::: Data supplied

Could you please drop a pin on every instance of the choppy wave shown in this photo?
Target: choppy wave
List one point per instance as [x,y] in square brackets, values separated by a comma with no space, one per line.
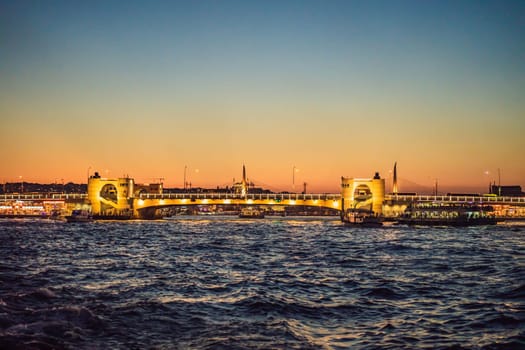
[241,284]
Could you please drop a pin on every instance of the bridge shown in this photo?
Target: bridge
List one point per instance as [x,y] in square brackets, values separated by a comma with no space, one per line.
[123,198]
[145,205]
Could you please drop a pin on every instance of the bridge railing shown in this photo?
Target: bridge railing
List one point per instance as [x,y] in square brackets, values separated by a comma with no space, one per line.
[42,196]
[236,196]
[458,199]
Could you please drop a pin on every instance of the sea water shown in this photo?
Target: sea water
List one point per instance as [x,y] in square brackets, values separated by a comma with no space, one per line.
[287,283]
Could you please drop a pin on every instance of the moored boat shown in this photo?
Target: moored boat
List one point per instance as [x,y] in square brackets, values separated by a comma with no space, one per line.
[251,213]
[437,214]
[79,216]
[361,217]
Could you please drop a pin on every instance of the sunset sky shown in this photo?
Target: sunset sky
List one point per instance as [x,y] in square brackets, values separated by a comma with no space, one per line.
[334,88]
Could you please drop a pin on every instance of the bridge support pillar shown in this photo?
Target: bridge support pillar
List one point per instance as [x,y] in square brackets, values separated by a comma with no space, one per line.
[368,194]
[110,197]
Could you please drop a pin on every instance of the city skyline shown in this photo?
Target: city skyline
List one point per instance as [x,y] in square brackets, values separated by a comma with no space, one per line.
[339,88]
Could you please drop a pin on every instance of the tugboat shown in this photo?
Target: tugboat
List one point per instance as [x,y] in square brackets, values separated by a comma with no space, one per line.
[251,213]
[79,216]
[362,218]
[436,214]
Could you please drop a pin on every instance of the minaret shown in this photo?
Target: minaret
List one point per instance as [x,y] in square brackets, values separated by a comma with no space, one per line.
[394,186]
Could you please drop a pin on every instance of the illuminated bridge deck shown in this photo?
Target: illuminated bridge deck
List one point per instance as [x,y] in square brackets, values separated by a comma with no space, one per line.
[273,198]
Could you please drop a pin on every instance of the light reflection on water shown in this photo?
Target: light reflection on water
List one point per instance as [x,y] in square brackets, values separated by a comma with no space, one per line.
[272,283]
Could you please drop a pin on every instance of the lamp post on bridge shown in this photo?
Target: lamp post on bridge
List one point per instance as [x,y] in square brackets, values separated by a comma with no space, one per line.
[185,168]
[294,170]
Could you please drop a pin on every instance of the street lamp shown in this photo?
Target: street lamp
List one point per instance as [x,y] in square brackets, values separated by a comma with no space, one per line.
[294,170]
[185,168]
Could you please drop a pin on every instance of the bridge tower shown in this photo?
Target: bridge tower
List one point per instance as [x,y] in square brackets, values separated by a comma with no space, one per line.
[110,197]
[366,194]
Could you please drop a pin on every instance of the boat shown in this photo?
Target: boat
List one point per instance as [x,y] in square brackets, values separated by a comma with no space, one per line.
[79,216]
[440,214]
[251,213]
[362,218]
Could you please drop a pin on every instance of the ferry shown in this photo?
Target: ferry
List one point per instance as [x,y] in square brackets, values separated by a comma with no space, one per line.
[79,216]
[362,218]
[438,214]
[251,213]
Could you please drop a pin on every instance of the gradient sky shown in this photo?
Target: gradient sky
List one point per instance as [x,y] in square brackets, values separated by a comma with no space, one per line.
[333,88]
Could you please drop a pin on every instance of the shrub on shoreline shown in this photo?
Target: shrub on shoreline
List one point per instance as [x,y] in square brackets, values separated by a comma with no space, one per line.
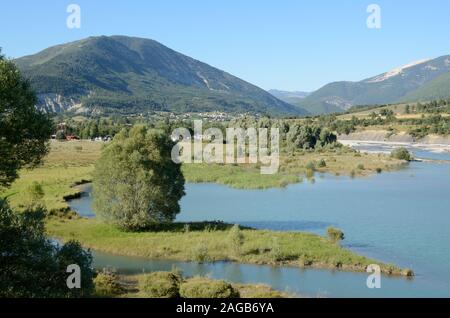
[200,287]
[161,285]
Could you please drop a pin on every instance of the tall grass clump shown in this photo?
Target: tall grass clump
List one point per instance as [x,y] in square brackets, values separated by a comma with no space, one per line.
[107,284]
[161,285]
[236,240]
[200,287]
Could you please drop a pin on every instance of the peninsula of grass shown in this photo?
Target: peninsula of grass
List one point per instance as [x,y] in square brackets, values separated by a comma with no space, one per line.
[294,167]
[211,242]
[133,286]
[72,163]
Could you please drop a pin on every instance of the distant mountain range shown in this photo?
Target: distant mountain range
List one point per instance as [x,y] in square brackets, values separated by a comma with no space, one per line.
[130,75]
[420,81]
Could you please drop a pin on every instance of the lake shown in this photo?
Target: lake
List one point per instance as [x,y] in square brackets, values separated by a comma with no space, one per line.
[400,217]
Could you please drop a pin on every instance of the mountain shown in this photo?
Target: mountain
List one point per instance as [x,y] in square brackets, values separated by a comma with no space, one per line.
[130,75]
[288,97]
[419,81]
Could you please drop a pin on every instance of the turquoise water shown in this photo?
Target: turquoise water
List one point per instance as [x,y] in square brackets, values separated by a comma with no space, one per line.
[401,217]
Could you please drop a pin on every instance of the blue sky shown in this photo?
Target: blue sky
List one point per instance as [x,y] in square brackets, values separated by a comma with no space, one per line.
[284,44]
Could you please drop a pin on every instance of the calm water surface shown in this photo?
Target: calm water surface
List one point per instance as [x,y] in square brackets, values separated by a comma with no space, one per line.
[401,217]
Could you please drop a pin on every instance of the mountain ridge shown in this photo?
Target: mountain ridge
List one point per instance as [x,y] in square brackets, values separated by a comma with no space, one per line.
[418,81]
[132,75]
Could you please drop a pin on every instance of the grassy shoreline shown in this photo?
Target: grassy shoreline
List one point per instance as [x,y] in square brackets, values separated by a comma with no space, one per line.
[132,288]
[72,163]
[209,242]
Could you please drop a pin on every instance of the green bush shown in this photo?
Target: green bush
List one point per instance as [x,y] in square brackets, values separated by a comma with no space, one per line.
[401,154]
[236,240]
[335,235]
[322,163]
[201,287]
[107,284]
[161,285]
[200,253]
[310,166]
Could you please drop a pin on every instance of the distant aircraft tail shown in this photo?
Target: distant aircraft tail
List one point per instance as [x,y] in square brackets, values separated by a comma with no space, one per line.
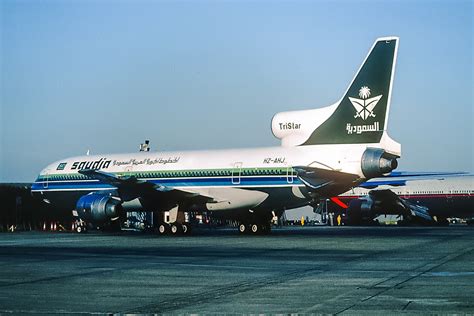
[359,117]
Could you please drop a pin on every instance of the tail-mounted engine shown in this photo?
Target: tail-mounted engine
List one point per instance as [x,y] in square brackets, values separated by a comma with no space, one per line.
[98,208]
[377,162]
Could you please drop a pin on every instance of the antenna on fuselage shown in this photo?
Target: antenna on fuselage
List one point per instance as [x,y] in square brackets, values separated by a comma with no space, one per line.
[145,146]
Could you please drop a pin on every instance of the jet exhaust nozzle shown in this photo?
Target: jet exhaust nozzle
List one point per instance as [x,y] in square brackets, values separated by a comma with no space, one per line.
[376,162]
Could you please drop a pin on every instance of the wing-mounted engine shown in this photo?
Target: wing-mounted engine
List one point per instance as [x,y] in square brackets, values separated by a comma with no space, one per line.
[376,162]
[98,207]
[379,202]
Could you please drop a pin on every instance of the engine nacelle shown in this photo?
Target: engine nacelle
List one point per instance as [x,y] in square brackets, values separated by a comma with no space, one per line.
[376,162]
[361,210]
[98,208]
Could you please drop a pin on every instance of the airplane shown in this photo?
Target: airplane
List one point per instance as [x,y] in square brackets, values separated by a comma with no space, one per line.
[323,152]
[419,197]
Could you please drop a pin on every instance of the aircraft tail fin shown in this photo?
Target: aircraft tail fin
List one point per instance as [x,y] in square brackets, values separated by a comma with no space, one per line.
[361,115]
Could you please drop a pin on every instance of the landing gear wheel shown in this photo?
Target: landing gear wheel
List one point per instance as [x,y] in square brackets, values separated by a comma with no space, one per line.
[266,229]
[255,228]
[175,229]
[186,228]
[163,229]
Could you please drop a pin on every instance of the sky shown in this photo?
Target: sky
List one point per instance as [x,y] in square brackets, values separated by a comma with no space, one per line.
[105,75]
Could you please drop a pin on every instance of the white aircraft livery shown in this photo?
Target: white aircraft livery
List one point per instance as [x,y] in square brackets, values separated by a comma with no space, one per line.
[323,152]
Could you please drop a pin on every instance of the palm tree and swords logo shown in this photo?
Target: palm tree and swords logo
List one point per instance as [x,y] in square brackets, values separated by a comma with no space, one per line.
[365,107]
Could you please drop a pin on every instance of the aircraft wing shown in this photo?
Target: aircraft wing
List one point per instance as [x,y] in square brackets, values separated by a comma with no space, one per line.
[130,188]
[400,178]
[388,200]
[318,179]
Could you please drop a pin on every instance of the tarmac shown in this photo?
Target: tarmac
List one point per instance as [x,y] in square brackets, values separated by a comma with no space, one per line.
[335,270]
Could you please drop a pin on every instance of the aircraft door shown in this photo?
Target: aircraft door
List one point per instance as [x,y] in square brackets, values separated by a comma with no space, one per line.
[236,173]
[46,179]
[290,173]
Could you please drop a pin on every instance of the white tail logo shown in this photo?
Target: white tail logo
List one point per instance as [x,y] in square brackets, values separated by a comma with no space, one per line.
[365,107]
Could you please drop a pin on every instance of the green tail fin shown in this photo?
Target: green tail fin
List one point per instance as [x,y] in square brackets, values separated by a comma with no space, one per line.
[361,116]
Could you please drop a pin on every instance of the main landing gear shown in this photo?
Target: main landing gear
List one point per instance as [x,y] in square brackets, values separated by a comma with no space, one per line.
[174,228]
[177,225]
[255,228]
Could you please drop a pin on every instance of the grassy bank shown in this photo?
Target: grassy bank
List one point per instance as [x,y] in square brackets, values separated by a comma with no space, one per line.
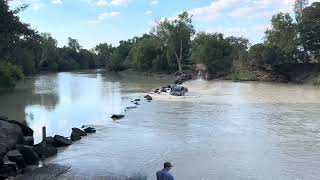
[243,76]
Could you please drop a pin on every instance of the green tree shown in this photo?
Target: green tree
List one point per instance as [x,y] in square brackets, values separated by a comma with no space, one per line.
[298,9]
[9,74]
[148,54]
[176,36]
[213,51]
[264,57]
[299,6]
[48,52]
[283,34]
[104,52]
[310,28]
[74,45]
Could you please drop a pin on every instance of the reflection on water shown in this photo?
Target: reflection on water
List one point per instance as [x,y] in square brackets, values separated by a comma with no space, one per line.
[221,130]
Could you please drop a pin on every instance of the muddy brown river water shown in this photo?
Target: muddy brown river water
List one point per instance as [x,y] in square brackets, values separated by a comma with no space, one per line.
[221,130]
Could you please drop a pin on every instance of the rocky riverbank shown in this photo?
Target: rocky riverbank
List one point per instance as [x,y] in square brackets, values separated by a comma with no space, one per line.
[18,151]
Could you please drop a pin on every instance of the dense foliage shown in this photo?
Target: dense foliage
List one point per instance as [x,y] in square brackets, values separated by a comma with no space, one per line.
[171,46]
[10,74]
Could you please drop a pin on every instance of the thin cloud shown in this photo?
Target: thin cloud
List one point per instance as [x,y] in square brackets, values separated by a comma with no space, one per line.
[103,16]
[103,3]
[148,12]
[154,2]
[56,1]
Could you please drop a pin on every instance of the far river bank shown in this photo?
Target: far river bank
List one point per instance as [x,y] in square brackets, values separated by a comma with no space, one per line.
[220,130]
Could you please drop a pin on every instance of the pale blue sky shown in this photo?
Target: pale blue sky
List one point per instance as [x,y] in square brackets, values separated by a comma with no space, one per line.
[99,21]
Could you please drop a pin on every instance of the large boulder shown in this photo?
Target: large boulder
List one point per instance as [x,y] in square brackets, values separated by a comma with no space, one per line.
[29,155]
[23,125]
[49,140]
[61,141]
[45,150]
[8,169]
[148,97]
[28,140]
[4,118]
[79,131]
[16,156]
[117,116]
[90,130]
[75,136]
[10,135]
[183,78]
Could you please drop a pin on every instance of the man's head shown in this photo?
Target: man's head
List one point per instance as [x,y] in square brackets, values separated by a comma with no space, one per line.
[167,166]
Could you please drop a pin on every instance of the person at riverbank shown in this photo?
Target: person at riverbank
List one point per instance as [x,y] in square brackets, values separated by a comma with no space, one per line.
[164,174]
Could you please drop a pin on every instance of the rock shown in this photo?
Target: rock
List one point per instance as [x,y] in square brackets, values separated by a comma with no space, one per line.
[117,116]
[29,155]
[131,107]
[61,141]
[23,125]
[75,136]
[79,131]
[4,118]
[28,140]
[136,103]
[16,156]
[10,136]
[148,97]
[182,78]
[90,130]
[1,161]
[45,150]
[49,140]
[3,149]
[8,169]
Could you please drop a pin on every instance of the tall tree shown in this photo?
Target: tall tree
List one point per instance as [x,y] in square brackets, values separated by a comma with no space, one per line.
[283,34]
[299,5]
[214,51]
[73,44]
[176,36]
[298,9]
[310,23]
[48,47]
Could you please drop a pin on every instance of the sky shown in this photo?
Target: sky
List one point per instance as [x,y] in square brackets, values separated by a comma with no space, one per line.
[99,21]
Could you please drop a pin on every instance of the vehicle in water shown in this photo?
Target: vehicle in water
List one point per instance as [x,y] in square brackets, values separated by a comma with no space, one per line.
[178,90]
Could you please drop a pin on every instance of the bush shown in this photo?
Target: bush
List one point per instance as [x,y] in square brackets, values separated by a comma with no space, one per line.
[243,76]
[9,75]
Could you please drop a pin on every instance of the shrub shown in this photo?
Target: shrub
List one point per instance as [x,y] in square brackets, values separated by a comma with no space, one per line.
[9,75]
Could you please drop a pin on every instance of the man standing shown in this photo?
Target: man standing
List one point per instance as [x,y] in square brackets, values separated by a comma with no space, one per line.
[164,173]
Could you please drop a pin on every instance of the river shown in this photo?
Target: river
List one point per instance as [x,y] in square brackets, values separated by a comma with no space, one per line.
[221,130]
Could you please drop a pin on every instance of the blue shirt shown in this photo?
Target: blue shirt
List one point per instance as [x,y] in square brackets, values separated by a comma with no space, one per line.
[164,175]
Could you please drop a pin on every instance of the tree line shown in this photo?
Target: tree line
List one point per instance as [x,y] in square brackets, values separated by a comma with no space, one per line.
[171,46]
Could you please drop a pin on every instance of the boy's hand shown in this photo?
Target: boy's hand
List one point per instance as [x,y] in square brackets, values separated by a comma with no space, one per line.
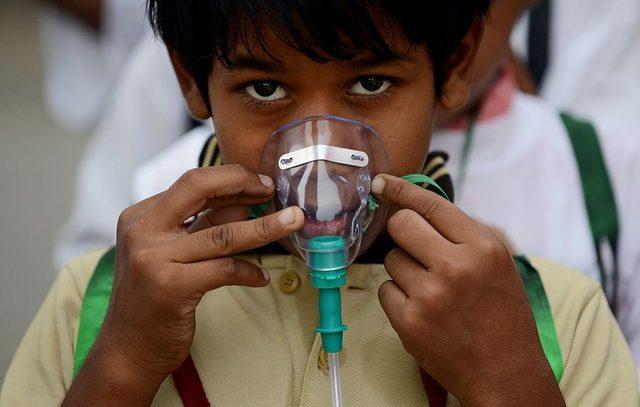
[163,269]
[459,305]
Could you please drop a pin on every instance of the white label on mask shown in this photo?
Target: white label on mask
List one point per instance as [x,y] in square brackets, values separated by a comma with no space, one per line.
[323,152]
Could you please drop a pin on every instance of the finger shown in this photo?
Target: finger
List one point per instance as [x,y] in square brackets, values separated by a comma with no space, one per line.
[219,216]
[232,238]
[209,275]
[392,299]
[445,217]
[221,185]
[408,274]
[415,235]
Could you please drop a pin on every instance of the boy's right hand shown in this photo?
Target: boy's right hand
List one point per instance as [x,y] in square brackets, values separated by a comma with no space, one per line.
[163,269]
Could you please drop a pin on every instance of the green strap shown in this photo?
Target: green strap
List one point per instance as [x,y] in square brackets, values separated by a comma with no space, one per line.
[466,153]
[597,192]
[96,302]
[542,314]
[94,307]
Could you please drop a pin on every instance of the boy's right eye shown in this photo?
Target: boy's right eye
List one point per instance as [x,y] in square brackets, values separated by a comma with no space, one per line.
[266,91]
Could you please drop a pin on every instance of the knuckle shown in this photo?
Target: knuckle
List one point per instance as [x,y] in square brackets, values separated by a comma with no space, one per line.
[239,172]
[221,237]
[229,267]
[262,229]
[141,259]
[393,258]
[492,249]
[436,298]
[400,221]
[409,318]
[401,191]
[191,178]
[429,208]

::::::

> Task requirements: The line containing "right hand shown in this photo?" and every line after it, through the end of the records, should be repeated exactly and alone.

> Task response:
Could you please drop a pin on every instance of the boy's right hand shown in this photo?
Target: boy's right hand
List one point per instance as [x,y] in square brackets, values separated by a comma with no space, one per line.
[163,269]
Could you please drop a pin on every instance of the green strap shown in this photo?
Target: green strap
List one point per instance as [x,y] in square brackets, values separated by a comma with no space, one per line.
[466,153]
[597,192]
[96,302]
[542,314]
[94,307]
Could you please drop a pin on every instance of the boy's right eye shown in this photo?
Target: boy's right eye
List one point per instance as [x,y] in square brackets, values separated by a comma with no space, one per line.
[266,91]
Could you please drop a pin on every instance of the knuckle shown in this photo?
Target: knuckle
List one point per instance as [x,y] in square brackets, values separated by a comma with no space, one per line.
[239,172]
[221,237]
[229,267]
[262,229]
[141,259]
[393,258]
[492,249]
[436,298]
[400,221]
[409,318]
[401,191]
[191,178]
[429,208]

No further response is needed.